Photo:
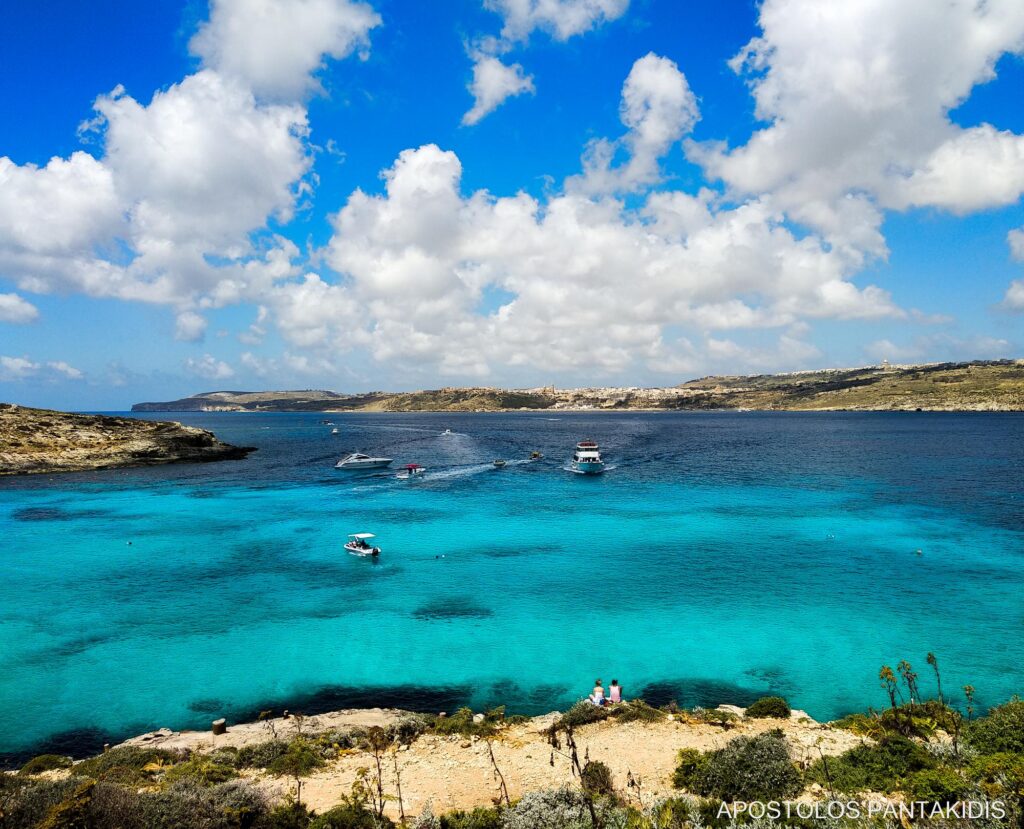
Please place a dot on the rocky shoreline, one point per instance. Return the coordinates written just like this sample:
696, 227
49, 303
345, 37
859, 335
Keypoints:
37, 441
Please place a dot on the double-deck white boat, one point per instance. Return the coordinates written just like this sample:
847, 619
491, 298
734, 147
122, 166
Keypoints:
411, 471
587, 459
359, 544
359, 461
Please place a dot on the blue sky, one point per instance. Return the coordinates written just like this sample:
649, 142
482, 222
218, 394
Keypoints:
641, 209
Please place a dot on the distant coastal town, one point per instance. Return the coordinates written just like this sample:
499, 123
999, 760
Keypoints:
976, 386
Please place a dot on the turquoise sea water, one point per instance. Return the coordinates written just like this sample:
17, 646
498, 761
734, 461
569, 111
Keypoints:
722, 556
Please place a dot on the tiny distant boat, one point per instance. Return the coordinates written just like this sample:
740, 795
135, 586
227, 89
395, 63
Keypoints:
587, 459
358, 544
359, 461
411, 471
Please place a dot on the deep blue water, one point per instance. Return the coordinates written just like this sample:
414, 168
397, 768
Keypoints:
723, 556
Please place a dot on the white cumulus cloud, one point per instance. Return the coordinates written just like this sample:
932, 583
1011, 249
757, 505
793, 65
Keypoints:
562, 18
209, 367
274, 47
493, 83
16, 309
857, 98
189, 326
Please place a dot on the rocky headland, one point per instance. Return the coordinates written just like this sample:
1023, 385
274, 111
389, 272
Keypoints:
39, 440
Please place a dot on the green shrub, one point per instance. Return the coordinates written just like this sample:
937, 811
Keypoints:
882, 767
479, 818
1000, 731
714, 716
228, 755
556, 809
583, 713
236, 804
45, 762
636, 710
998, 775
25, 801
289, 816
769, 707
597, 780
201, 770
299, 759
408, 729
260, 755
128, 765
750, 769
943, 786
689, 768
461, 723
349, 816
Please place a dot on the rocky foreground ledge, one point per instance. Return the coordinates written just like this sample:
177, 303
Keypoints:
39, 440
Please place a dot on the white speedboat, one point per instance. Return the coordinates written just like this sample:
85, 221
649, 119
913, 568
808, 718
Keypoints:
359, 544
587, 459
359, 461
411, 471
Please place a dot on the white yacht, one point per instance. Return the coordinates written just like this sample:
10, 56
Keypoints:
359, 461
359, 544
411, 471
587, 459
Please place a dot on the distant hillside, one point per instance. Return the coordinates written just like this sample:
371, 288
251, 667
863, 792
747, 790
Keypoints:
979, 386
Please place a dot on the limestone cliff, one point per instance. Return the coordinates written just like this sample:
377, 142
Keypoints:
39, 440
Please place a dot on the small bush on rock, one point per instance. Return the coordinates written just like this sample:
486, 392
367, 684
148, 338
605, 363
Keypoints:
750, 769
714, 716
1000, 731
557, 809
636, 710
583, 713
45, 762
943, 786
260, 755
691, 765
479, 818
349, 816
769, 707
127, 764
289, 816
461, 723
201, 770
596, 780
882, 767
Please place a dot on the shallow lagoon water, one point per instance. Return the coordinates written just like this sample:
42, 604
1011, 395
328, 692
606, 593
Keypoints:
724, 556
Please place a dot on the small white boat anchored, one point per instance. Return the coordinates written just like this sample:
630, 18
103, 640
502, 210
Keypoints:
358, 546
411, 471
359, 461
587, 459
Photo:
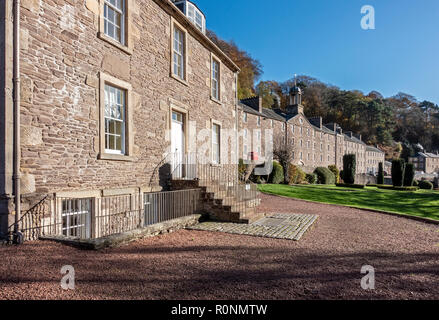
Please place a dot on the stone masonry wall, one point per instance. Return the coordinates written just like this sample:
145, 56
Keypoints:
61, 60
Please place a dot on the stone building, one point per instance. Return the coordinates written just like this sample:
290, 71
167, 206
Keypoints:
114, 96
315, 144
425, 162
373, 157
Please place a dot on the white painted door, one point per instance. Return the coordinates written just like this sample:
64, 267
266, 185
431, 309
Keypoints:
177, 143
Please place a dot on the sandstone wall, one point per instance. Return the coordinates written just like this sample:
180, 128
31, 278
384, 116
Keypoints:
61, 61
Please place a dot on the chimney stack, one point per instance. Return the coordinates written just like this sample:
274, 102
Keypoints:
254, 102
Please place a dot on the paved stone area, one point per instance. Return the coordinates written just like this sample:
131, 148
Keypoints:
276, 226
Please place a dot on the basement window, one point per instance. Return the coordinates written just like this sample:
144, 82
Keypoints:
114, 19
115, 123
76, 217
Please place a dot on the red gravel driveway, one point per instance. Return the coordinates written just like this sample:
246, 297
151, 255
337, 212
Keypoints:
324, 264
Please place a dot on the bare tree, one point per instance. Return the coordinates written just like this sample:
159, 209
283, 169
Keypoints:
283, 151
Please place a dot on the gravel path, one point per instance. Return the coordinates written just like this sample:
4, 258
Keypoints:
324, 264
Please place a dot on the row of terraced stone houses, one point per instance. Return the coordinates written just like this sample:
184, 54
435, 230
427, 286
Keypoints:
315, 144
115, 101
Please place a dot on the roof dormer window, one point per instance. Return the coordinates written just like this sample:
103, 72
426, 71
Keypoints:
192, 13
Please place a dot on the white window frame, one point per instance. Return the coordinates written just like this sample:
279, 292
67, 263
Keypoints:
117, 11
82, 227
192, 13
215, 78
109, 118
179, 52
127, 139
216, 145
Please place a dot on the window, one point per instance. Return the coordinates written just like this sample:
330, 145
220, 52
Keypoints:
196, 17
216, 146
115, 120
115, 104
215, 79
75, 216
114, 20
179, 53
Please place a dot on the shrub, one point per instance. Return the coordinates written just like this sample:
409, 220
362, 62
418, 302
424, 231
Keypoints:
277, 175
385, 187
311, 178
355, 186
242, 168
398, 169
324, 175
409, 175
380, 179
349, 168
296, 174
425, 185
341, 176
336, 172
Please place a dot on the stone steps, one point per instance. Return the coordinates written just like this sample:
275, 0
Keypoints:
221, 203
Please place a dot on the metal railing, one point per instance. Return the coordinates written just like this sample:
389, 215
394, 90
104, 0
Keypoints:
165, 206
221, 180
92, 218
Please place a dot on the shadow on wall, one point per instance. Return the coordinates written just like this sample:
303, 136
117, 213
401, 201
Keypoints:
165, 176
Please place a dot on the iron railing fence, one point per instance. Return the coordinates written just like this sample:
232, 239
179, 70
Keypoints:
165, 206
222, 180
93, 218
118, 214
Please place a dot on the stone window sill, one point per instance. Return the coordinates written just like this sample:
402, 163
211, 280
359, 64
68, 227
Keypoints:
216, 100
113, 42
115, 157
182, 81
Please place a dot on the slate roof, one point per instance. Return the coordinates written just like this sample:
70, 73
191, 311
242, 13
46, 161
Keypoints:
428, 155
373, 149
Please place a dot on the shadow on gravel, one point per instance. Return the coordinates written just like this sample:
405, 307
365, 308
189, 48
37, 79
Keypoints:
230, 272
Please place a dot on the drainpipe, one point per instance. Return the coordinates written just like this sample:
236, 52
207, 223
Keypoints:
17, 148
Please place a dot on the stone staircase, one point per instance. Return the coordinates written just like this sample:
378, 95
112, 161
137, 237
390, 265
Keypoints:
225, 201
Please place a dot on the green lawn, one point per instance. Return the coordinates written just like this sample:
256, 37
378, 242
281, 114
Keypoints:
421, 203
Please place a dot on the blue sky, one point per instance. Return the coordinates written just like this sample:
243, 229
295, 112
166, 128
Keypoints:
324, 39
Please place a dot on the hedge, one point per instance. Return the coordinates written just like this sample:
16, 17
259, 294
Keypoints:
311, 178
425, 185
336, 172
398, 170
297, 175
324, 176
409, 175
347, 185
385, 187
277, 175
380, 179
349, 168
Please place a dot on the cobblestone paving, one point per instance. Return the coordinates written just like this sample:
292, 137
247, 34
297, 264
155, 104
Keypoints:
277, 226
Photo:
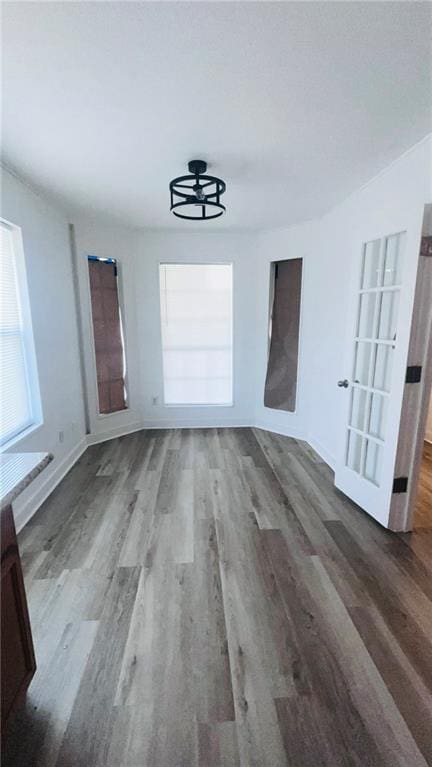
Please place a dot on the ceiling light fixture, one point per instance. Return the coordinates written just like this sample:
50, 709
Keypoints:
197, 197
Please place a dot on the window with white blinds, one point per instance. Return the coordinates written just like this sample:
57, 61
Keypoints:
17, 410
196, 315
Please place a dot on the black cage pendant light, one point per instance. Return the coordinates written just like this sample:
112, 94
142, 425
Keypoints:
196, 197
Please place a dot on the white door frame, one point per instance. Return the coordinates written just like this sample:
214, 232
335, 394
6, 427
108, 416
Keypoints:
416, 395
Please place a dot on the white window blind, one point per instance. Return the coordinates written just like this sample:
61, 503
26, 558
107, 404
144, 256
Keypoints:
196, 315
15, 398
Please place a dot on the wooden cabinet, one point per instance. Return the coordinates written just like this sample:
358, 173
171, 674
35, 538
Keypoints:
18, 663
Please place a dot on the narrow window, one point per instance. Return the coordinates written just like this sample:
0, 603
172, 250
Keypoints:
281, 380
107, 334
196, 316
19, 387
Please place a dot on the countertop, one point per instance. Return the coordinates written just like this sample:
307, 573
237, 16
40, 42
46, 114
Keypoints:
17, 470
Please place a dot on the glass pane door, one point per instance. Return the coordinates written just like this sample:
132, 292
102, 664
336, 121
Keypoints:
374, 347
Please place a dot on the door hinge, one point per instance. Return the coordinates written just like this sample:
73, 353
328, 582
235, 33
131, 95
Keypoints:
426, 246
413, 374
400, 484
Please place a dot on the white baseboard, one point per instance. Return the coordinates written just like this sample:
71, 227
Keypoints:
23, 511
327, 457
279, 429
197, 423
118, 431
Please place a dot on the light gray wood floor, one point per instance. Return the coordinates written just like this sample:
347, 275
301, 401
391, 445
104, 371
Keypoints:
208, 598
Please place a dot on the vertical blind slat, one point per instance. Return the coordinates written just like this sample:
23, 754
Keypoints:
16, 407
281, 380
107, 335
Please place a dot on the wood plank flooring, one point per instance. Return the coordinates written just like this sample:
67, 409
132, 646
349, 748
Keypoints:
206, 598
423, 512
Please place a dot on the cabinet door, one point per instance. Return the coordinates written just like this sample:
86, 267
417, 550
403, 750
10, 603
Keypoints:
17, 656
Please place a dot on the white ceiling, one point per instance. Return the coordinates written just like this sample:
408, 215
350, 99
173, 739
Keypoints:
293, 104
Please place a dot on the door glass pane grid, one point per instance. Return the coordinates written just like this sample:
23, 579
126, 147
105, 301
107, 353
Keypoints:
373, 358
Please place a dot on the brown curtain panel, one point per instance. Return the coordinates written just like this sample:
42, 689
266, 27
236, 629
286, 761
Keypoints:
281, 379
107, 336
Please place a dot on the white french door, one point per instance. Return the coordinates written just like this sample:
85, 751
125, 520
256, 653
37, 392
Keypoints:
372, 392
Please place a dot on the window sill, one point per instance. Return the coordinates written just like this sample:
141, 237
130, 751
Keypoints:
27, 432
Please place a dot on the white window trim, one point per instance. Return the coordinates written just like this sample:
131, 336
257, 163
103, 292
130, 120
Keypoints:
30, 361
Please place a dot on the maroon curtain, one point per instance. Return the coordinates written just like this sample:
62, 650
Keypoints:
107, 336
281, 380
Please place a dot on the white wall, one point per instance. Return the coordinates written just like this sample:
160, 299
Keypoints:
331, 249
139, 255
428, 434
49, 276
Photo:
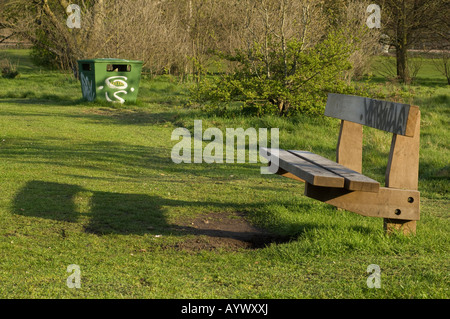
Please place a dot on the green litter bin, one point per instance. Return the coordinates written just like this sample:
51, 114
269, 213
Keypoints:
----------
__ASSIGNED TASK__
Copy out each line of the listing that holds the string "wall".

__WORKED SOLUTION__
Please place a dot on the stone masonry wall, one point per instance. Return the coordinates written just like this sample:
Please place a dot on the sandstone wall, one point per instance. Return the coordinates written just like this sample:
Please place a dot on the shadow on wall, one point per instance. Return the coordinates written just like this sample:
Please place a dot on the white wall, one point per instance. Return the coordinates written just like this sample:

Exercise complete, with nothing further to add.